── Material for the task ──

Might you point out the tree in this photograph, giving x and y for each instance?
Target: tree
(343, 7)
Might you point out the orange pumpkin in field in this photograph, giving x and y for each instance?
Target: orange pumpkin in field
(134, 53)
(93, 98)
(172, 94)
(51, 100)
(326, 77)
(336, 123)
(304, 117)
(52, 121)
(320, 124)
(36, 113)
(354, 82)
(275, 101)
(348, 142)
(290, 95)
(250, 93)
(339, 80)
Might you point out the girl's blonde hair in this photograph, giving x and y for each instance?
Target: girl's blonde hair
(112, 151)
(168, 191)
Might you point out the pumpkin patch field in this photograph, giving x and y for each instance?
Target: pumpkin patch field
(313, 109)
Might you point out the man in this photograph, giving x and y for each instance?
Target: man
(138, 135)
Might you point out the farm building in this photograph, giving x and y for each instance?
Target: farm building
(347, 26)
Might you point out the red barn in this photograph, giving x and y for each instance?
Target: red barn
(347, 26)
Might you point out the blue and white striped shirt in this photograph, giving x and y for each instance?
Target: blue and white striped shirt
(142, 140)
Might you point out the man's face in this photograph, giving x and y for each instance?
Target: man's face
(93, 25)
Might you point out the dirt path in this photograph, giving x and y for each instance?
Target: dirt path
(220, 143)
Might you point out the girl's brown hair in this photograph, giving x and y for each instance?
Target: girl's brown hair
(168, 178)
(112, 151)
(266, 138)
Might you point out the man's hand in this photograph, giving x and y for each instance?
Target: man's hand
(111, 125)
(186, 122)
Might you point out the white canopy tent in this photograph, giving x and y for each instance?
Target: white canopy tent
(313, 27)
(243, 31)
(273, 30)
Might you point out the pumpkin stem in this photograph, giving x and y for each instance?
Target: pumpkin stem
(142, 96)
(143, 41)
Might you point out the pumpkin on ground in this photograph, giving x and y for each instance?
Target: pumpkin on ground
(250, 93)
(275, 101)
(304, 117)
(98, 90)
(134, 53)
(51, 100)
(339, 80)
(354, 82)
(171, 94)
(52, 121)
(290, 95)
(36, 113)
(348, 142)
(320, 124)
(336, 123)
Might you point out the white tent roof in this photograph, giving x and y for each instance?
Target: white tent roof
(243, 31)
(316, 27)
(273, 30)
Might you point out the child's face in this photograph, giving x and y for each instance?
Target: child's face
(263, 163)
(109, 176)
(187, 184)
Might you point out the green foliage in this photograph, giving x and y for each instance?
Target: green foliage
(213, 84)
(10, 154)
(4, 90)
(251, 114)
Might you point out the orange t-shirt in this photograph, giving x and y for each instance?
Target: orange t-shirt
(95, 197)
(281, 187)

───
── Material for the task ──

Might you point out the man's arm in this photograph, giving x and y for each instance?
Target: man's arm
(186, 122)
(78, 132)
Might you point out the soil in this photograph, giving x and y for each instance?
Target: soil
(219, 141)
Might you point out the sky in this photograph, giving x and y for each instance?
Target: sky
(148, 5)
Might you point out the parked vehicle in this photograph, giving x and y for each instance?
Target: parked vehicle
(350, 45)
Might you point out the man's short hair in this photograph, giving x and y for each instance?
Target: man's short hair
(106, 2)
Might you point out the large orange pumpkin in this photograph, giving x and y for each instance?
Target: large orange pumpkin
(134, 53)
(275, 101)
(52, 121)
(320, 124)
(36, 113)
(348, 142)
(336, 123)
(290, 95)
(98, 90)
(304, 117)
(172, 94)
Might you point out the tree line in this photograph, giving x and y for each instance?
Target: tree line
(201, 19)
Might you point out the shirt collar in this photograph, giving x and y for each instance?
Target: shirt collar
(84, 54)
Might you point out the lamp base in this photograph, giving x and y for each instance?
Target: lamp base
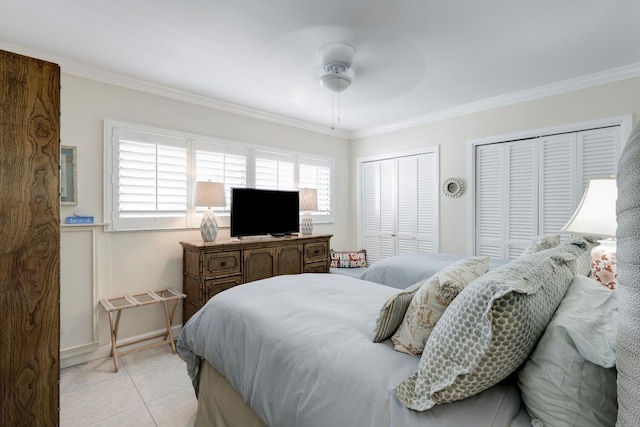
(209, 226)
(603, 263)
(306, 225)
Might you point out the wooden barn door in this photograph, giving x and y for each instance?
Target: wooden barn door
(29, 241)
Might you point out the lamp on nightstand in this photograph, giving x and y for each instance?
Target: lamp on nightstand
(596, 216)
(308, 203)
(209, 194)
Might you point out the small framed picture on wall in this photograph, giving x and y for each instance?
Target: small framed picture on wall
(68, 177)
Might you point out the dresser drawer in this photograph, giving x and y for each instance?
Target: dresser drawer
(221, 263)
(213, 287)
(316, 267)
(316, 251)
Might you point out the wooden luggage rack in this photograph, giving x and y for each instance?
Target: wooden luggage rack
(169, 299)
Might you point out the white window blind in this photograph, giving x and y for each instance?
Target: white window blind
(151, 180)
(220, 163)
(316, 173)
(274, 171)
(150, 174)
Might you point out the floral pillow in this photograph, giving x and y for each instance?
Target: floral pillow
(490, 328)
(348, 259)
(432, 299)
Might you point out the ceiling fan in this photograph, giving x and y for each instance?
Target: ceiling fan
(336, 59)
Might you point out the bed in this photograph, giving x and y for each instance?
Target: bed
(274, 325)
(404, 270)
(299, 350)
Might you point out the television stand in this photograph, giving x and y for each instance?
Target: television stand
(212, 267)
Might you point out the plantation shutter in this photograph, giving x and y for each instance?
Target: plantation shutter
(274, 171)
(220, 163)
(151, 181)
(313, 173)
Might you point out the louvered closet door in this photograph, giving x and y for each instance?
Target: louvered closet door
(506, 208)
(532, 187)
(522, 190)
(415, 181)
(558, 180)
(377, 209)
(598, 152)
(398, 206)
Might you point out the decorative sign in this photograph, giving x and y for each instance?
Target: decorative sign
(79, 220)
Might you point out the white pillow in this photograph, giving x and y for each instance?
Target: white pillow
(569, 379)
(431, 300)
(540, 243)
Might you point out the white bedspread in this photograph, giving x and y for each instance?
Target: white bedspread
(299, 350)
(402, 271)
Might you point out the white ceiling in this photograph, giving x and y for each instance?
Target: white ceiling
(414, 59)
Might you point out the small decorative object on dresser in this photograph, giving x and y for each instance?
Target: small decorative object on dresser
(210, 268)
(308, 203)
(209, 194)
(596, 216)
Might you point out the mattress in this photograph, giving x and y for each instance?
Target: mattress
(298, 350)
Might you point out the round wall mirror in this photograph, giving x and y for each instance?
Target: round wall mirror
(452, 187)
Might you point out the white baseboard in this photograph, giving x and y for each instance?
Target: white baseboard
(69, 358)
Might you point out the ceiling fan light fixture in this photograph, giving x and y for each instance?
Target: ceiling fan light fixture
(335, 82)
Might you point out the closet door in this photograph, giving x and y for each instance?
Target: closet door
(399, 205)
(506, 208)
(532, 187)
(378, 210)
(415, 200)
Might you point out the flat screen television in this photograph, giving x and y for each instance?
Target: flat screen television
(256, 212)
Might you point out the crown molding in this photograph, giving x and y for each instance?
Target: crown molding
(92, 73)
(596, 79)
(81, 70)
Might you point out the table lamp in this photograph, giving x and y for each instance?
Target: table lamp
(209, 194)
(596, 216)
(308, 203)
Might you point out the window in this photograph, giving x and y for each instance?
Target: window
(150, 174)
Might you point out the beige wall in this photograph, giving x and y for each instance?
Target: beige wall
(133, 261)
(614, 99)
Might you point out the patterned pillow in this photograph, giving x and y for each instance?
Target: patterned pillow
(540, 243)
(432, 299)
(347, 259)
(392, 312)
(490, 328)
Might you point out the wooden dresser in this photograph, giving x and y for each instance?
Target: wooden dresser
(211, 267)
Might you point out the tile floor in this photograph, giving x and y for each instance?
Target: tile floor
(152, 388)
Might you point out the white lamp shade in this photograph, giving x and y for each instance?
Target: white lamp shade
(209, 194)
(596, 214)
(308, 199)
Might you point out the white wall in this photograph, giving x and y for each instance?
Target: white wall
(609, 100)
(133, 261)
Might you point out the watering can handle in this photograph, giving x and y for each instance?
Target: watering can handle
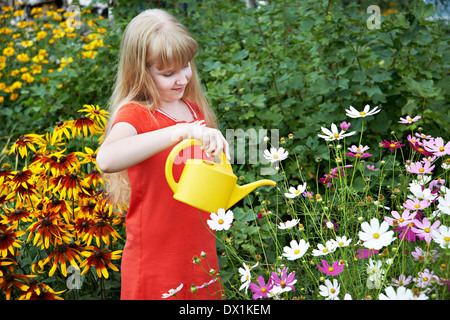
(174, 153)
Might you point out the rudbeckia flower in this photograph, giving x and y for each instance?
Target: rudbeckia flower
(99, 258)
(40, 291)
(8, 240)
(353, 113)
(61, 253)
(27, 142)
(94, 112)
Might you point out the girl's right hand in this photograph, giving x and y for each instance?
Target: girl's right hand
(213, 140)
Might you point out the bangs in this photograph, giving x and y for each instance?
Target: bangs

───

◆ **Exercise description**:
As listed above, the lines from the line with "Might you point out the table" to the line with "Might you point out the patterned" are to be echoed exactly, with both ends included and nothing added.

◆ **Exercise result**:
Might you point out the table lamp in this photograph, giving x and y for each instance?
Target: table lamp
(209, 194)
(596, 216)
(308, 203)
Might you point out the window in this photograph, giving x and y for each instance?
Target: window
(150, 174)
Might you point out the beige wall in this photograph, giving x and y for each instance?
Target: beige wall
(133, 261)
(614, 99)
Might you point out the patterned pillow in this photograph, giving x and y for each instance?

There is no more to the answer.